__A FAZER__. De acordo com a resenha sobre “Herdeiras do Mar”, quem fez a tradução do livro lançado no Brasil?

“Herdeiras do Mar” é o romance de estreia de Mary Lynn Bracht, autora nascida na Alemanha e criada em uma comunidade de imigrantes sul-coreanos nos Estados Unidos. Em 2002, ao visitar o vilarejo de infância de sua mãe, Bracht conheceu as “mulheres de consolo” e foi desse período terrível da história que tirou sua inspiração para a obra em questão, obra com a qual conquistou o prêmio de melhor romance de estreia da Guilda de Escritores da Grã-Bretanha. O livro foi lançado no Brasil inicialmente pela TAG-Experiências Literárias para os assinantes da TAG Inéditos em março de 2020, com tradução de Julia de Souza, em parceria com a editora Paralela, que lançou uma nova edição em junho.
Eu não sei ao certo quando e com qual obra, mas me descobri apaixonado por dramas históricos, foi assim com “As fúrias invisíveis do coração” e “O Pacifista” de John Boyne, “A Rede de Alice” de Kate Quinn e o famoso “A menina que roubava livros” de Markus Zusak. “Herdeiras do Mar” chega para somar na minha lista de romances históricos indispensáveis.
Em meados de 1943, durante a Segunda Guerra Mundial em meio a ocupação da Coreia do Sul pelos japoneses, as irmãs Hana e Emi viviam na província sul-coreana de Jeju, uma pequena ilha conhecida por seus balneários e vulcões. Pertencente à linhagem semi-matriarcal de mulheres haenyeo, Hana auxiliava a mãe nas tarefas do ofício ancestral, mergulhando nas profundezas do mar para tirar o sustento da família.
Um dia, no entanto, com o objetivo de proteger sua irmã mais nova, Hana acaba sendo capturada por um soldado japonês e transportada para a região da Manchúria, no leste asiático, onde é forçada a se tornar uma “mulher de consolo” em um bordel de beira de estrada: a expressão se refere às vítimas de escravidão sexual, que naquela época, eram estupradas para servir aos desejos dos homens que atuavam em bases militares.
Tendo seu leito familiar roubado, sua inocência e alma corrompidas, Hana tenta lutar com as poucas armas que possui para se livrar da situação a qual lhe foi imposta, a luta é extremamente dura, a realidade que precisa enfrentar todos os dias é absurdamente cruel, apenas o desejo de reencontrar a família faz com que Hana consiga se manter de pé e tentando, por mais que se machuque em suas tentativas.
Apesar de ter protegido sua irmã, Emi não passou incólume, assim como sua mãe e seu pai não passaram, a ocupação japonesa na Coreia do Sul foi cruel, um período absolutamente execrável que suscitou traumas e feridas que os sobreviventes carregam consigo até hoje. Emi presenciou sua comunidade ser destruída, sua família ser destruída e, em pedaços, foi obrigada a casar-se com o inimigo para se manter em segurança.
Intercalando o ponto de vista de Hana situado no ano de 1943 e o ponto de vista de Emi durante o ano de 2011, a autora oferece ao leitor uma visão completa dos traumas que a guerra podem causar, demonstra que uma guerra não acaba quando líderes caem ou resolvem seus problemas de ego com um acordo, as feridas da guerra perduram e não cicatrizam naqueles que tiveram suas vidas transformadas.

__AMOSTRA DOS DADOS__.
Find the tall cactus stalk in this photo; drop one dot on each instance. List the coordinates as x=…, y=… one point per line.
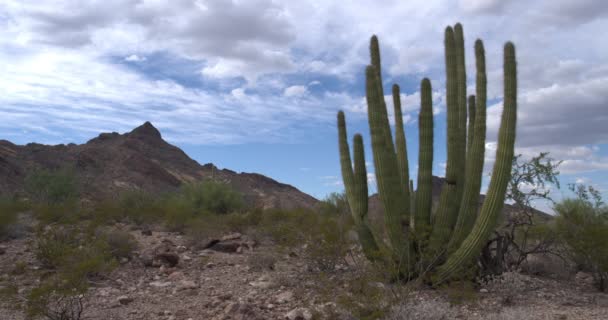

__RESPOSTA DO EXERCÍCIO__. Julia de Souza.